[TASK TO CARRY OUT]: Print exactly the lines from the line with "TARGET = player's face" to the last line of the data, please, both included.

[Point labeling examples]
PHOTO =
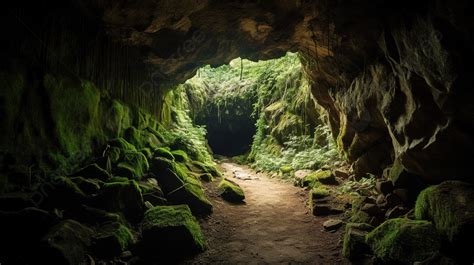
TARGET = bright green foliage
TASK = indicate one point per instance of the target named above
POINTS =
(230, 191)
(180, 155)
(164, 152)
(403, 240)
(318, 193)
(160, 219)
(449, 206)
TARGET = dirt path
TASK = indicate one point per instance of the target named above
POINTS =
(273, 227)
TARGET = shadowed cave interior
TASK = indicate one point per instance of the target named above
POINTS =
(237, 132)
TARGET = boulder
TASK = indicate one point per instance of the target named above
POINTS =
(354, 246)
(124, 197)
(323, 177)
(231, 191)
(66, 243)
(332, 224)
(171, 229)
(179, 187)
(449, 206)
(404, 241)
(93, 171)
(111, 240)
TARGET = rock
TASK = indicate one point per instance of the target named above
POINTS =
(111, 240)
(231, 191)
(88, 186)
(171, 229)
(179, 187)
(163, 152)
(384, 186)
(125, 197)
(93, 171)
(66, 243)
(404, 241)
(180, 156)
(323, 177)
(396, 212)
(341, 174)
(318, 193)
(393, 200)
(12, 202)
(132, 165)
(332, 224)
(354, 246)
(449, 206)
(381, 200)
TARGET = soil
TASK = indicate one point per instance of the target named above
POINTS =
(274, 226)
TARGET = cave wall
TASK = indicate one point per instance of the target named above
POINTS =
(393, 76)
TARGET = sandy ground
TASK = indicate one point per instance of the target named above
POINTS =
(274, 226)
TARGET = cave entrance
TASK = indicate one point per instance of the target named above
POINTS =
(245, 104)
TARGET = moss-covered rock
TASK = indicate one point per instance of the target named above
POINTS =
(111, 240)
(449, 206)
(179, 187)
(404, 241)
(124, 197)
(93, 171)
(323, 177)
(66, 243)
(354, 246)
(171, 229)
(163, 152)
(132, 165)
(180, 156)
(231, 191)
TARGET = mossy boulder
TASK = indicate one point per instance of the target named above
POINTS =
(318, 193)
(180, 156)
(171, 229)
(404, 241)
(66, 243)
(163, 152)
(111, 240)
(450, 207)
(323, 177)
(132, 165)
(231, 191)
(124, 197)
(354, 246)
(93, 171)
(179, 187)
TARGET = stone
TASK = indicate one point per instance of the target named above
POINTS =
(384, 186)
(332, 224)
(111, 240)
(449, 206)
(404, 241)
(231, 191)
(172, 229)
(125, 197)
(66, 243)
(179, 187)
(354, 246)
(93, 171)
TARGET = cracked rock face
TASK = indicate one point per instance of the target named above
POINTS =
(394, 77)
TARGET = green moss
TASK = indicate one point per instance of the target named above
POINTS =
(180, 155)
(164, 152)
(403, 240)
(160, 219)
(230, 191)
(449, 206)
(318, 193)
(324, 177)
(132, 165)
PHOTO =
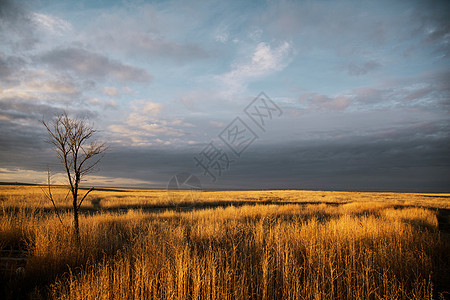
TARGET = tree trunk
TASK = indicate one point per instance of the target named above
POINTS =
(75, 215)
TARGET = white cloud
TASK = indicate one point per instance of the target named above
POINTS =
(51, 24)
(264, 61)
(111, 91)
(142, 128)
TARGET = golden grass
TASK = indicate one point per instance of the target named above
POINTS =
(286, 245)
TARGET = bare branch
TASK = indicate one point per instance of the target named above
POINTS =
(85, 195)
(71, 138)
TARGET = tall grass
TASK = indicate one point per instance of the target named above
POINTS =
(355, 250)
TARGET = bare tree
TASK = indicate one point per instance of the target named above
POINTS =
(78, 152)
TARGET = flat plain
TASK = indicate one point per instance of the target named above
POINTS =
(151, 244)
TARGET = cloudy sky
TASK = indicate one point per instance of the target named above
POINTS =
(356, 93)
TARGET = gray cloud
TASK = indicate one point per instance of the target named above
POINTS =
(414, 157)
(357, 69)
(86, 63)
(17, 30)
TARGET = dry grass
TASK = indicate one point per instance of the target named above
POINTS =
(285, 245)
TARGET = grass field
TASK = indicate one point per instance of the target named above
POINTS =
(142, 244)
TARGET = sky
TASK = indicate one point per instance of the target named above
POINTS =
(324, 95)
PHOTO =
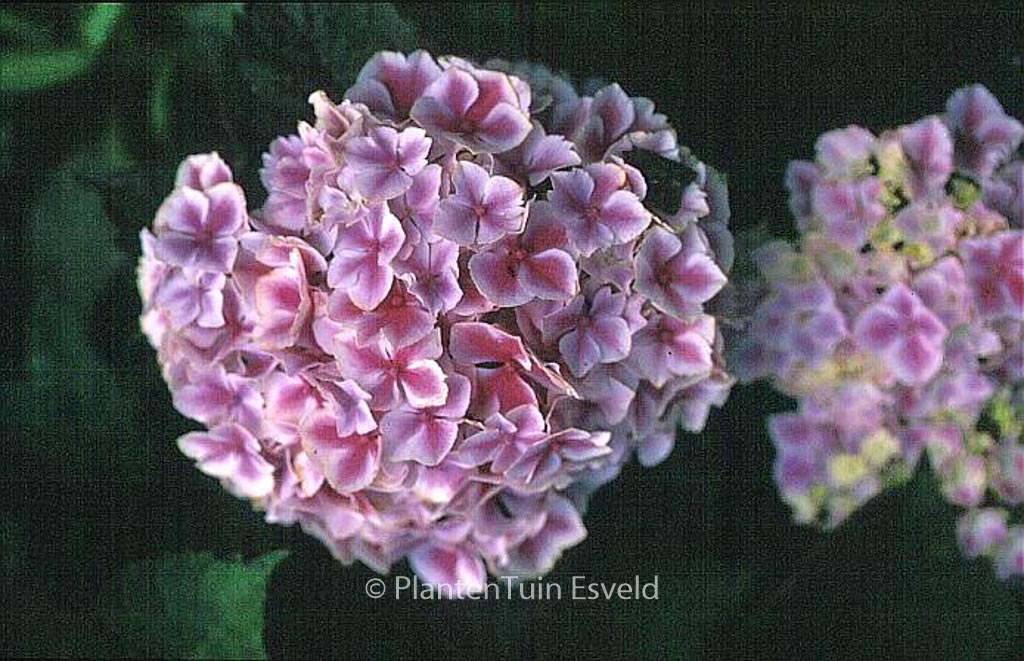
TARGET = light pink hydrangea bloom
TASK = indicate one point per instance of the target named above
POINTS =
(449, 314)
(897, 322)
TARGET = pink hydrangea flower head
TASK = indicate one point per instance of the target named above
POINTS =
(478, 108)
(385, 161)
(897, 322)
(985, 135)
(199, 228)
(391, 82)
(678, 274)
(454, 317)
(597, 207)
(902, 332)
(481, 210)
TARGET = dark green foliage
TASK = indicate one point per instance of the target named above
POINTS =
(112, 542)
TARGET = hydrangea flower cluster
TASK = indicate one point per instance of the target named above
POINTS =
(898, 322)
(453, 318)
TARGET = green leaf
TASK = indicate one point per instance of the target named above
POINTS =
(73, 258)
(99, 21)
(282, 53)
(25, 31)
(192, 606)
(160, 99)
(32, 72)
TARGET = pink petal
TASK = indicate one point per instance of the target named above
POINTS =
(550, 275)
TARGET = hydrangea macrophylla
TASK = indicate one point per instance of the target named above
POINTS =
(451, 319)
(898, 322)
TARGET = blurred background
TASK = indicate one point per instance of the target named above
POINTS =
(114, 544)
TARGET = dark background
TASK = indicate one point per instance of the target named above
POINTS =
(92, 483)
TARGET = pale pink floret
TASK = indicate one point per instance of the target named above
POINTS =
(900, 331)
(213, 396)
(426, 435)
(678, 274)
(669, 348)
(188, 295)
(995, 270)
(203, 171)
(849, 210)
(984, 134)
(929, 149)
(198, 229)
(522, 267)
(231, 453)
(843, 152)
(408, 354)
(386, 161)
(591, 332)
(363, 256)
(391, 82)
(348, 463)
(453, 567)
(481, 210)
(597, 207)
(394, 375)
(477, 108)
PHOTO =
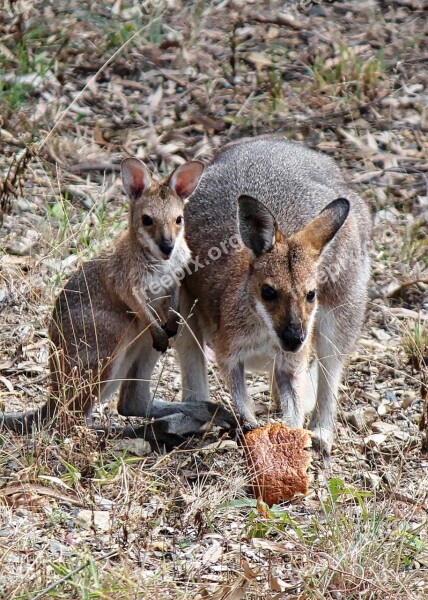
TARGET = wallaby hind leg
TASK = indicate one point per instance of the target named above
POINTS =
(135, 397)
(173, 420)
(335, 336)
(189, 345)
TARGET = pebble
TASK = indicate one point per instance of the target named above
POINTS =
(87, 519)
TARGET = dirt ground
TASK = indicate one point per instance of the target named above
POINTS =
(82, 84)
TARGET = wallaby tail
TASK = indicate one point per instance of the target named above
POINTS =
(24, 422)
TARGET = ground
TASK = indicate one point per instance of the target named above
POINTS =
(82, 85)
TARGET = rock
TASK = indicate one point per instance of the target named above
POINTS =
(88, 519)
(373, 397)
(371, 480)
(375, 440)
(385, 428)
(382, 410)
(403, 436)
(136, 446)
(380, 334)
(317, 11)
(361, 417)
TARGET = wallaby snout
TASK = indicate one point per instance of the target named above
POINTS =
(166, 247)
(292, 338)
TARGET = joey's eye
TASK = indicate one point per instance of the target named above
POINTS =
(268, 292)
(147, 221)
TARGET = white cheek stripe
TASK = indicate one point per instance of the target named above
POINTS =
(311, 323)
(262, 312)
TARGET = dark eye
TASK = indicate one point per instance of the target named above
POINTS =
(268, 292)
(147, 221)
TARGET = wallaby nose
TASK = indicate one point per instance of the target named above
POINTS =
(166, 247)
(292, 339)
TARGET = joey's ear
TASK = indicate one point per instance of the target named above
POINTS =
(185, 179)
(135, 177)
(256, 225)
(321, 230)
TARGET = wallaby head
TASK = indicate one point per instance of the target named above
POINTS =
(283, 273)
(156, 208)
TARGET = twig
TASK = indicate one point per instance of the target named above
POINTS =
(280, 19)
(55, 584)
(402, 286)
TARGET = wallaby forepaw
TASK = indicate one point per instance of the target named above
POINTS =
(160, 341)
(171, 331)
(247, 426)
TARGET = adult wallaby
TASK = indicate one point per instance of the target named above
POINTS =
(115, 314)
(296, 284)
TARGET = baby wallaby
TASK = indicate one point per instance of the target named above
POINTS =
(294, 287)
(115, 314)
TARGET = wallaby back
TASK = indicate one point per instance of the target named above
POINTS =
(299, 272)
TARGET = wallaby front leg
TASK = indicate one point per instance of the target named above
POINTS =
(149, 319)
(173, 320)
(291, 389)
(190, 349)
(235, 378)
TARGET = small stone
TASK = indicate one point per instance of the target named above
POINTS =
(403, 436)
(361, 417)
(373, 397)
(382, 410)
(407, 398)
(371, 480)
(381, 427)
(380, 334)
(391, 397)
(317, 11)
(87, 519)
(136, 446)
(375, 440)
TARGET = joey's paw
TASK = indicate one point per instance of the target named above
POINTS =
(160, 341)
(247, 426)
(322, 442)
(170, 330)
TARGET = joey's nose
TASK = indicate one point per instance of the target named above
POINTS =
(292, 339)
(166, 247)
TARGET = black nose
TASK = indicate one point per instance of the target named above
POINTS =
(166, 247)
(292, 339)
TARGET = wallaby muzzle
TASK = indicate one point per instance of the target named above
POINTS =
(166, 247)
(292, 338)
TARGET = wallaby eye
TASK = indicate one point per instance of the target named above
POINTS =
(268, 292)
(147, 221)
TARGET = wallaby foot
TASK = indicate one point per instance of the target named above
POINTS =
(160, 340)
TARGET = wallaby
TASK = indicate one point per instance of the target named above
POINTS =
(296, 285)
(115, 314)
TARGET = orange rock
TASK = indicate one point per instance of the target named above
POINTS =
(278, 458)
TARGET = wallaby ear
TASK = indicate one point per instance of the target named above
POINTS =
(256, 225)
(135, 178)
(185, 179)
(321, 230)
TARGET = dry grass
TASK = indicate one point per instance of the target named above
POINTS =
(167, 82)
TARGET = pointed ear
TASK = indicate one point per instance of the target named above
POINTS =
(321, 230)
(135, 178)
(185, 179)
(256, 225)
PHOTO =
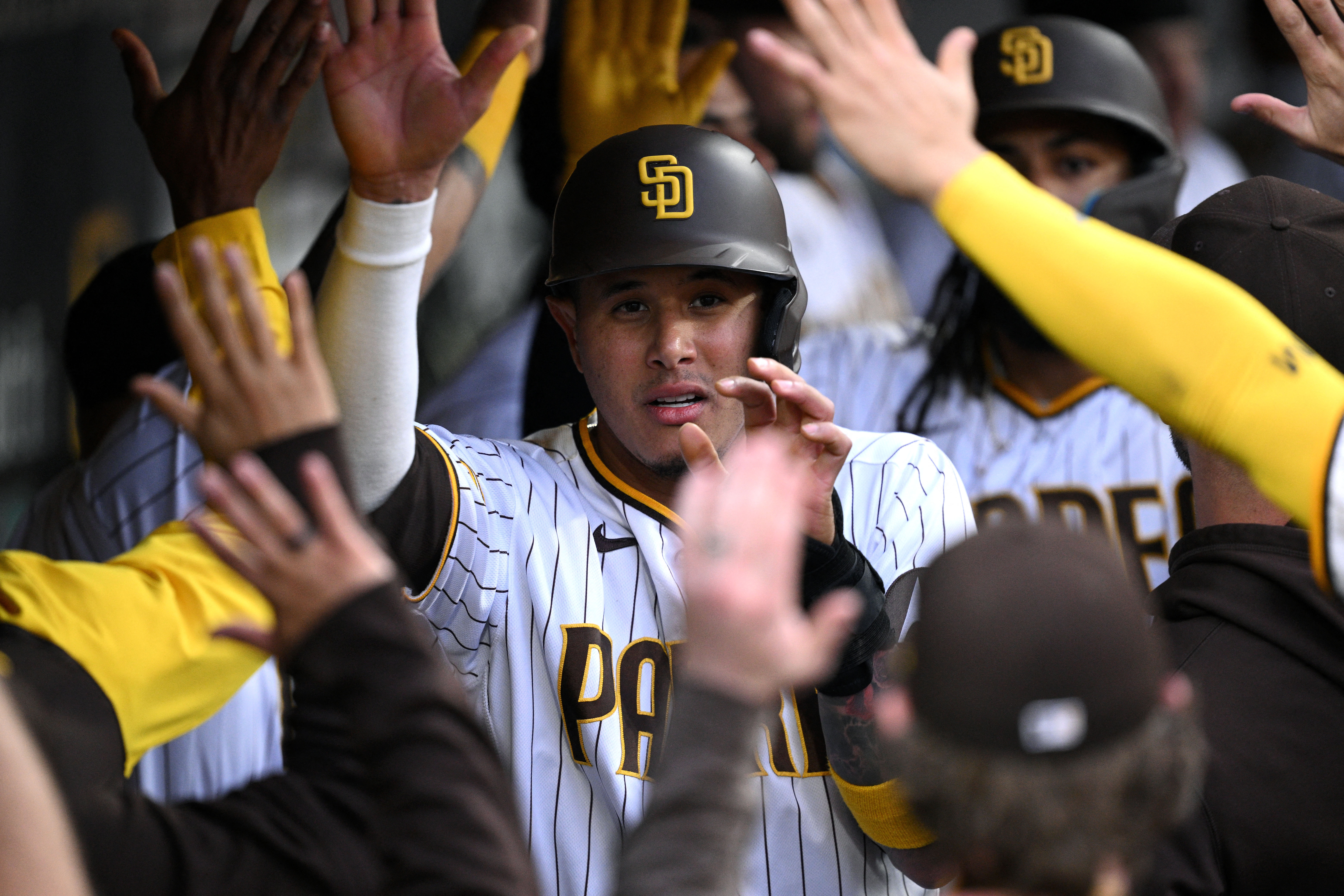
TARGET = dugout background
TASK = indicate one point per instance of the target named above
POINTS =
(77, 186)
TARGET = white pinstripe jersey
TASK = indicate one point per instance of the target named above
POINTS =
(557, 602)
(142, 476)
(1096, 459)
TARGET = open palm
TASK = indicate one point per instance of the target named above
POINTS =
(398, 103)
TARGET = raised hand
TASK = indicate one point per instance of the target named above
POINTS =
(251, 396)
(620, 72)
(398, 103)
(909, 123)
(1319, 126)
(218, 136)
(306, 571)
(748, 635)
(780, 401)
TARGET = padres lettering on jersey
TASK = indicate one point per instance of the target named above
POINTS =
(1096, 459)
(557, 601)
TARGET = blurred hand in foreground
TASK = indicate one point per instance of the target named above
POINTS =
(251, 396)
(748, 635)
(217, 138)
(1319, 126)
(307, 571)
(398, 103)
(908, 122)
(620, 72)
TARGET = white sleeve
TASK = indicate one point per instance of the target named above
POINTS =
(366, 326)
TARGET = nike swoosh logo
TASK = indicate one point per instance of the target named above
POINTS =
(605, 545)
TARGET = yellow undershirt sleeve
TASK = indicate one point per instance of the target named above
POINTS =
(490, 132)
(1183, 340)
(244, 229)
(885, 815)
(142, 627)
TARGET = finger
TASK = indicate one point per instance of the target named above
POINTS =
(331, 506)
(479, 84)
(294, 40)
(890, 25)
(955, 57)
(302, 326)
(757, 400)
(218, 40)
(835, 444)
(310, 66)
(791, 61)
(699, 83)
(264, 37)
(665, 29)
(698, 449)
(359, 14)
(142, 72)
(1296, 30)
(1327, 19)
(230, 502)
(170, 401)
(242, 280)
(1295, 122)
(608, 23)
(279, 508)
(214, 300)
(831, 624)
(240, 562)
(820, 29)
(261, 639)
(198, 347)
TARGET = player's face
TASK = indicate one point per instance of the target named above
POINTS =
(652, 342)
(1068, 155)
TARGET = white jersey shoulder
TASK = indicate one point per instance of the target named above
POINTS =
(558, 602)
(1097, 460)
(142, 476)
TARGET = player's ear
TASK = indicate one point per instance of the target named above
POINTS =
(565, 312)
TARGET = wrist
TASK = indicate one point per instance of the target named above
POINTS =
(398, 189)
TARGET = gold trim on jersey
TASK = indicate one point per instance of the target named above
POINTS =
(452, 527)
(615, 484)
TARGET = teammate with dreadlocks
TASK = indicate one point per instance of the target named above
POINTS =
(1035, 434)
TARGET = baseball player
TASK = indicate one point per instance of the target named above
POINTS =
(548, 567)
(1034, 434)
(1193, 346)
(144, 472)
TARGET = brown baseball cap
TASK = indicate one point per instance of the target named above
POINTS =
(1283, 244)
(1033, 640)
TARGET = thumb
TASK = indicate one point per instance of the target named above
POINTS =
(698, 449)
(1293, 122)
(955, 57)
(142, 72)
(699, 83)
(261, 639)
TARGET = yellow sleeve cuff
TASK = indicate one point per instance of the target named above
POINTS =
(244, 229)
(884, 815)
(143, 625)
(1183, 340)
(491, 131)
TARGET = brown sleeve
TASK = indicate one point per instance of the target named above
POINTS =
(690, 843)
(419, 515)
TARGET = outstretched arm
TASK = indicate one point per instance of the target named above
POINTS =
(1187, 343)
(401, 108)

[SOLUTION FOR THIS TASK]:
TARGET = player's face
TASK = indicate one point per instance of the target named above
POINTS =
(652, 342)
(1068, 155)
TARGET = white jersey shoulder
TASK = indicate one point per instance of the target named above
POINTS =
(558, 602)
(1097, 460)
(142, 476)
TARGET = player's ear
TASK = indicate one point per instance of the target named above
POINTS =
(565, 312)
TARGET = wrist
TASK = indicate one point per instance of the target named above
POINTS =
(398, 189)
TARGET = gold trim on jersey
TASK = indicate one point per instance of the target named above
POINTS =
(452, 527)
(615, 484)
TARGET = teammate with dreadlocks
TASK = indicate one point per instance of the target named above
POINTS =
(1035, 434)
TARGET = baseball player
TASK = indicate one point per instance of the target named above
POINTS =
(548, 567)
(1034, 434)
(1193, 346)
(144, 472)
TARGET = brown baseball cap
TASK = indicate one point per instance of the target named above
POINTS =
(1283, 244)
(1033, 640)
TARGET = thumb
TASK = indicate one point per instance of the target named above
POINTS =
(698, 449)
(1293, 122)
(955, 57)
(142, 72)
(699, 83)
(261, 639)
TARGET = yellow sleeve cuff
TASK = indicate one point per instance of the target named above
POINTS =
(244, 229)
(884, 815)
(143, 625)
(1183, 340)
(491, 131)
TARGET = brown sleeve
TASK = indicate one point per instance of the target named above
POINTS =
(690, 843)
(419, 515)
TARGET = outstretched arm
TASK = indicate one point per instance of the target named above
POINTS =
(1187, 343)
(401, 108)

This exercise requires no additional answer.